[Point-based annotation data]
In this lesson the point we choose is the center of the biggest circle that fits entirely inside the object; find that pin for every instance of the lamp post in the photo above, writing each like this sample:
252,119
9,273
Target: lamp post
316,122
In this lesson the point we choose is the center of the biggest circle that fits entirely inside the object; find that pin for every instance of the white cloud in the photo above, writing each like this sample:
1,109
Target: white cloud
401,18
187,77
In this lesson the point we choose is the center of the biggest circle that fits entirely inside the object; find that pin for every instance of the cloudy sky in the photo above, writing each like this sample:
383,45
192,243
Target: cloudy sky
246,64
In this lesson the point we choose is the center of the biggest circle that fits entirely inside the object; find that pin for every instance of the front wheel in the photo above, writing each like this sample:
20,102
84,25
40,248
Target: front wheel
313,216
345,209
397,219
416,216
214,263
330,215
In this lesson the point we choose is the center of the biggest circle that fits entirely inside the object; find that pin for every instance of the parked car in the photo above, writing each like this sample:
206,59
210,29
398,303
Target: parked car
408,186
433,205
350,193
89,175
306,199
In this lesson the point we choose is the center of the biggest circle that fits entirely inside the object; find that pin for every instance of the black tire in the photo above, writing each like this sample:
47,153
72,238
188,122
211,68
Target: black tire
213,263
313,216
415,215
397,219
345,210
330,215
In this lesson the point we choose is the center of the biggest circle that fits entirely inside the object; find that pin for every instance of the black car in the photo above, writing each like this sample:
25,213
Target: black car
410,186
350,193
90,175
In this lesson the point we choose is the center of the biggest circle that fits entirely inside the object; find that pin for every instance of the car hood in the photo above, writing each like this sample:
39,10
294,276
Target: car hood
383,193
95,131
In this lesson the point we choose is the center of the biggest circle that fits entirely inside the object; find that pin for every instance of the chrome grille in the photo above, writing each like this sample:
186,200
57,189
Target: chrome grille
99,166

[Work required]
Every line from the one containing "of the front" through the end of the data must be repeated exactly, and no other line.

[Output of the task]
In this lesson the point we choose is the center of the biggest circle that fits entirely inside the object; find that pin for every instance of the front wheel in the photo above, writing each like this sample:
20,102
84,25
40,248
Target: front wheel
313,216
345,209
397,219
416,216
214,263
330,215
In this lesson the point we choose is the center of the biggest circle that fits entirely inside the object; find that pin for every instance of the parked car in the photo above, writing each like this sample:
206,59
210,29
398,303
Target: parked car
408,186
433,205
350,193
89,175
306,199
In this lesson the point we choose is the center of the biggest circle that fits entirely inside the object; find that pin for every instance of the black tire in the photo above, writing each like this sample:
47,153
72,238
188,122
211,68
Target: black tire
213,263
313,216
415,215
397,219
345,210
330,215
In this lesson the point we choose is the center of the biggest circle that fits entirely inside the object; find that pin for every instance of the black car in the photo above, writing each like this sample:
25,213
Target: black car
410,186
350,193
90,175
In this lesson the point we choose is the center of the biggest circle that fits entirely inside the object; find that pin for every instance of the car hood in the photo above, writing each like this sample:
39,10
294,276
Target: car hood
383,193
95,131
In this lesson the point we choose is the center of the biggest circle that fits entirely inside the object; find that pin for every instance of the chrome grille in the photo above, writing each like this sample:
186,200
57,189
Target: chrome grille
99,166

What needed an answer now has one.